| Challenge |
Set down the full listing exactly, character for character.

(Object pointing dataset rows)
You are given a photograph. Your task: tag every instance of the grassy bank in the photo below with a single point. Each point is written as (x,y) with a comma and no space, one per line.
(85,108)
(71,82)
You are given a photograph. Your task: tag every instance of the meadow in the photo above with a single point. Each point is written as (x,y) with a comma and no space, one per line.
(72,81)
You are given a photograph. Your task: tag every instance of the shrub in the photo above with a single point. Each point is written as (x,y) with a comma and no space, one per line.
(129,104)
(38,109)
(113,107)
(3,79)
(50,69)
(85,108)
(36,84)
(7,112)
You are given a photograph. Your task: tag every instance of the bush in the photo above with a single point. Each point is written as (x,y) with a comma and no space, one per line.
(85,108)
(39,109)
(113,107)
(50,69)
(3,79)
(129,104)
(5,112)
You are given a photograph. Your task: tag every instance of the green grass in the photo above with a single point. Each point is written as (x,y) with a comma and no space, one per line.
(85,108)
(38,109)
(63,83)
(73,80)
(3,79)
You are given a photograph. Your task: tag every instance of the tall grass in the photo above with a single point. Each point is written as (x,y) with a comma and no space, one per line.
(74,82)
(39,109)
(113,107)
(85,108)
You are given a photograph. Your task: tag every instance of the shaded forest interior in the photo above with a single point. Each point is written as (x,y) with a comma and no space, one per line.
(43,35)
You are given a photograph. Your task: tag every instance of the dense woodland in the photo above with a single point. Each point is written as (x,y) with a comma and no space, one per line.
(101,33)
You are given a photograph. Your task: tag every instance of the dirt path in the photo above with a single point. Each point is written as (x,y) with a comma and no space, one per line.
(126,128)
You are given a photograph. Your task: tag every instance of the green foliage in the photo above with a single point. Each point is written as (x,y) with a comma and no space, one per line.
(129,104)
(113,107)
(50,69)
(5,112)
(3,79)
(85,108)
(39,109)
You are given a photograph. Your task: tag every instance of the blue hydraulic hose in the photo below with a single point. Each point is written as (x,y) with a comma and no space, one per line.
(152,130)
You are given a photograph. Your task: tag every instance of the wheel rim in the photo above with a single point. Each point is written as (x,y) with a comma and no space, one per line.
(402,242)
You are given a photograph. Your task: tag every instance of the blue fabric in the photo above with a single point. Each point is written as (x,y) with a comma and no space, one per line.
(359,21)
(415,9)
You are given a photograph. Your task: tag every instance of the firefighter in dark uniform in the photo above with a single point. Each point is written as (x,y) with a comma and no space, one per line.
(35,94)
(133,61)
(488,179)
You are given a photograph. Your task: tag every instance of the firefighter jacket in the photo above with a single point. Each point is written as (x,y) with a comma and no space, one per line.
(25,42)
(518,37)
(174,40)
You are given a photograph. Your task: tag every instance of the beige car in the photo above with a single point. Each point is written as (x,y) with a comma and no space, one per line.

| Response for this exercise |
You are given a photograph. Your task: tag every instance of the grassy bank in the photo below with a single point. Each point is written as (x,y) with a comma and no space, one per line.
(85,108)
(71,82)
You are given a photograph. Your task: tag every instance of the meadow in the photo above with a single point. Each point is written as (x,y) with a comma and no space, one per line.
(72,81)
You are given a photograph. Your task: tag every instance of the shrub in the photo above with a single point. Each point is written as (x,y) with a comma and no space, one per line.
(129,104)
(38,109)
(113,107)
(3,79)
(50,69)
(85,108)
(36,84)
(7,112)
You are given a photograph. Your task: tag every instance of the bush in the photo above with a single point. Each point is written as (x,y) with a comma and no space, one per line.
(85,108)
(39,109)
(113,107)
(50,69)
(3,79)
(129,104)
(5,112)
You are given a photograph. Your task: tag every instance of the green grass in the photo above with a single point. Each point is written as (x,y) with a comma and no space, one per line.
(85,108)
(38,109)
(63,83)
(73,80)
(3,79)
You are given a photograph. Your task: tag every instance of the tall grass in the photo above with a single point. Each point is written as (x,y) with a comma and no space, one per line.
(74,82)
(39,109)
(113,107)
(85,108)
You are given a photograph. Your task: tag every instance of the shaded forest interior in the photo above with a single point. Each point is written as (x,y) with a comma and no space, one per line.
(43,35)
You are given a photograph. Your task: tag every instance of the dense woodland in the photo above with a single point. Each point is written as (x,y) with a comma and no space, one per line.
(101,33)
You are given a photograph. Your task: tag every instance of the dirt path in the photo above with a single point. Each point is written as (x,y) with a comma and no space, one per line.
(126,128)
You are given a photograph. Your task: tag every instance of the green foliage in the photo above with a single point. Each point is written as (x,y) with a comma and no space, one per line.
(129,104)
(113,107)
(50,69)
(5,112)
(3,79)
(85,108)
(39,109)
You are given a photograph. Your task: tag every instance of the blue hydraulic hose in the photo below with a single point. Each point is written as (x,y) with a comma and no space, one per line.
(152,130)
You are given a photograph. Your task: tag every instance of the wheel rim in the photo above with a single point. Each point is written as (x,y) with a comma and no space, one per line.
(402,242)
You are given a photograph. Your task: tag every instance of the blue fabric in the photo above with a single point. Each point is written as (x,y) with a comma and no space, one per line.
(359,21)
(415,9)
You are given a photograph. Your task: tag every instance of the firefighter in dark uniform in the photo above with a single point. Each point is written as (x,y) with a comma and no space, one per line.
(35,94)
(133,61)
(488,179)
You are given a photograph. Your task: tag every instance of the firefighter jacket in the photo above with a single point. Each point is written as (x,y) with a comma and no space, one per line.
(25,42)
(518,37)
(174,40)
You are given a photograph. Your task: tag every instance of the beige car in the photo above with a single point. Each point is written as (x,y) with a comma and no space, one per line.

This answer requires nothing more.